[BEGIN Task inputs]

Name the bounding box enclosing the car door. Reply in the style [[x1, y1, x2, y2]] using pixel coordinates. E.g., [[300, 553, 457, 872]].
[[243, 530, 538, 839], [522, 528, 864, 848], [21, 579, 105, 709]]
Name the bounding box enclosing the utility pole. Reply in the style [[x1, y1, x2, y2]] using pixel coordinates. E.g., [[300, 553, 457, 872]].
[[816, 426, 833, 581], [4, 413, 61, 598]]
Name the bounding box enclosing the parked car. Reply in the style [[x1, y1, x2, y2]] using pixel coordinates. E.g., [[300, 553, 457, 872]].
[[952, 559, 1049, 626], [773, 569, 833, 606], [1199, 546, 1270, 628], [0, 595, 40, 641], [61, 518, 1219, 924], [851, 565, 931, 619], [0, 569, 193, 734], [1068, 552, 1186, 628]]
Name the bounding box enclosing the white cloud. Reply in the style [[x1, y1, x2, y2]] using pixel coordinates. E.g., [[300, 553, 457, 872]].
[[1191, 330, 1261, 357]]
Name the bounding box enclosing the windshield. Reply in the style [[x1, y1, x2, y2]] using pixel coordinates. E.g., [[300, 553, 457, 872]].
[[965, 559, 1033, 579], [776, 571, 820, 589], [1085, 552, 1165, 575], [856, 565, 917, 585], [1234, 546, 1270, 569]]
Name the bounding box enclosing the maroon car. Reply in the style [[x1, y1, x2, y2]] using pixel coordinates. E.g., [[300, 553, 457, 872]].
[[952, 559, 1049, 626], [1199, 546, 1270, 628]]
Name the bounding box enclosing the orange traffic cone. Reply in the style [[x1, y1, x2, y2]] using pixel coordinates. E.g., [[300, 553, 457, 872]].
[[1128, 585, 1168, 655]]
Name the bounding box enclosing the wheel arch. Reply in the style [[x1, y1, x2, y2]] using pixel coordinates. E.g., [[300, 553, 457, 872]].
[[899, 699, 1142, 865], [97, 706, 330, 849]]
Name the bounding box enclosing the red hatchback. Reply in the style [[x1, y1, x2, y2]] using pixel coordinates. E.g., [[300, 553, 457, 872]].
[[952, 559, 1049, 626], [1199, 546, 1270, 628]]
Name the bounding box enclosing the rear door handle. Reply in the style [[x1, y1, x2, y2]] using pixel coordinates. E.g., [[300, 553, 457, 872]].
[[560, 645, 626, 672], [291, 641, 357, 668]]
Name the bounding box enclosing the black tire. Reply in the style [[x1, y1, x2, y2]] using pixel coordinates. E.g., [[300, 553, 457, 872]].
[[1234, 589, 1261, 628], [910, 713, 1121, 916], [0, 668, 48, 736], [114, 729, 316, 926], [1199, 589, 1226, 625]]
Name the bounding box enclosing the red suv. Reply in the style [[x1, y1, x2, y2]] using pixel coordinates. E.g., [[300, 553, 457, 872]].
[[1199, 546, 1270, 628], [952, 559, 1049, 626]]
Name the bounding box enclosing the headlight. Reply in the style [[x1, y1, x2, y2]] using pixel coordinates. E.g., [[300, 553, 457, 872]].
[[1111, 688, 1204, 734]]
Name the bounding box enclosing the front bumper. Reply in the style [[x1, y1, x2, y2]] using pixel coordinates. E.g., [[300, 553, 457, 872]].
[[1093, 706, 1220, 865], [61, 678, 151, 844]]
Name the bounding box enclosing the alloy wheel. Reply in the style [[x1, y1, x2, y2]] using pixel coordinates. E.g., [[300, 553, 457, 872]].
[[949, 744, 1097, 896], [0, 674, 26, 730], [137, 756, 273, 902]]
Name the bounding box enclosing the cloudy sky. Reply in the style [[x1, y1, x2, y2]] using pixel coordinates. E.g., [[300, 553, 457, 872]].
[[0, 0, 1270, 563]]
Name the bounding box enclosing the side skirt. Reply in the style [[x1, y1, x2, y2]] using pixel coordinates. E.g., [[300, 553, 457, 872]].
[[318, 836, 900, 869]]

[END Task inputs]

*What you need to do*. Copy out every item above word for word, with no changes.

*Exercise result*.
Name the bounding box enclosing the car door. Reply in the style [[x1, y1, x2, y2]] using pixel coordinates. E.g., [[300, 553, 457, 872]].
[[243, 530, 538, 839], [522, 528, 864, 848], [21, 579, 105, 709]]
Name the bounding box enclosing the utility pole. Reply in the style [[x1, y1, x2, y2]] using pixel coordinates. E.g., [[300, 553, 457, 872]].
[[816, 426, 833, 581], [4, 413, 61, 598]]
Name the bounding box enclosing the parked car. Reply in the style [[x1, y1, x2, y2]] using pixel coordinates. E.g., [[300, 553, 457, 872]].
[[952, 559, 1049, 626], [773, 569, 833, 606], [1199, 546, 1270, 628], [0, 595, 40, 641], [61, 518, 1219, 924], [851, 565, 931, 619], [0, 569, 193, 734], [1068, 552, 1186, 628]]
Name the bounding box enclosing the white cloud. Reply in the style [[x1, y1, x2, y2]] using pixel coordinates. E.g., [[300, 553, 457, 872]].
[[1191, 330, 1261, 357]]
Name the bounding box enclosing the windshield. Reply in the style [[x1, y1, x2, y2]] using pixel coordinates. E.g., [[300, 553, 457, 872]].
[[965, 559, 1033, 579], [776, 571, 820, 589], [1085, 552, 1165, 575], [856, 565, 917, 585], [1234, 546, 1270, 569]]
Name the bounding box enclosing the maroon car. Reply in the style [[x1, y1, x2, y2]] using pixel coordinates. E.g., [[300, 553, 457, 872]].
[[952, 559, 1049, 626], [1199, 546, 1270, 628]]
Name the bounding box enclosing the orange traffic cone. Reply in the style [[x1, y1, x2, y2]] using pixel coordinates. E.g., [[300, 553, 457, 872]].
[[1128, 585, 1168, 655]]
Name the bounding box enclosing the wheel arch. Reply in the style [[x1, y1, x2, y2]] using pixel coordinates. E.g., [[300, 553, 457, 872]].
[[899, 699, 1142, 865], [97, 706, 330, 849]]
Name the bounding box enclosing the red hatchback. Reply in the style [[x1, y1, x2, y2]] using pixel coordinates. E.g., [[300, 553, 457, 872]].
[[952, 559, 1049, 626], [1199, 546, 1270, 628]]
Name the bounding box enclosing the rear door handle. Reply in the style [[x1, y1, x2, y2]] using pixel coordinates. E.g., [[300, 553, 457, 872]].
[[560, 645, 626, 672], [291, 641, 357, 668]]
Name the bounding box enclosing the black tire. Reply in the style [[x1, y1, x2, y2]] using pixel coordinates. E.g., [[300, 553, 457, 872]].
[[1234, 589, 1261, 628], [910, 713, 1121, 916], [0, 668, 48, 736], [114, 729, 316, 926], [1199, 589, 1226, 625]]
Name the bounding box enclosing the red suv. Reply in the style [[x1, y1, x2, y2]] using pixel coordinates. E.g., [[300, 553, 457, 872]].
[[1199, 546, 1270, 628], [952, 559, 1049, 626]]
Name the bounding box enclosing the headlight. Reply in the style [[x1, y1, x2, y2]] using pixel coordinates. E.g., [[300, 553, 457, 872]].
[[1111, 688, 1204, 734]]
Name the bounding box enclosing the front bumper. Reply in the style [[x1, y1, x2, y2]] using pixel coordinates. E.g., [[300, 553, 457, 872]].
[[1093, 706, 1220, 865], [61, 678, 151, 844]]
Name the bounding box enclosing the alloy wheel. Reply in the style [[x1, y1, x2, y2]] using pixel coordinates. E.g., [[300, 553, 457, 872]].
[[949, 744, 1097, 896], [0, 674, 26, 730], [137, 756, 273, 902]]
Name the bounding box enclosing the cloudy sky. Reply in the style [[x1, y1, x2, y2]] using pixel coordinates. E.g., [[300, 553, 457, 872]].
[[0, 0, 1270, 563]]
Name the bounding box enclosing the side skirt. Reply in the style [[x1, y1, x2, y2]] using pixel coordinates. E.g., [[300, 553, 457, 872]].
[[318, 836, 900, 869]]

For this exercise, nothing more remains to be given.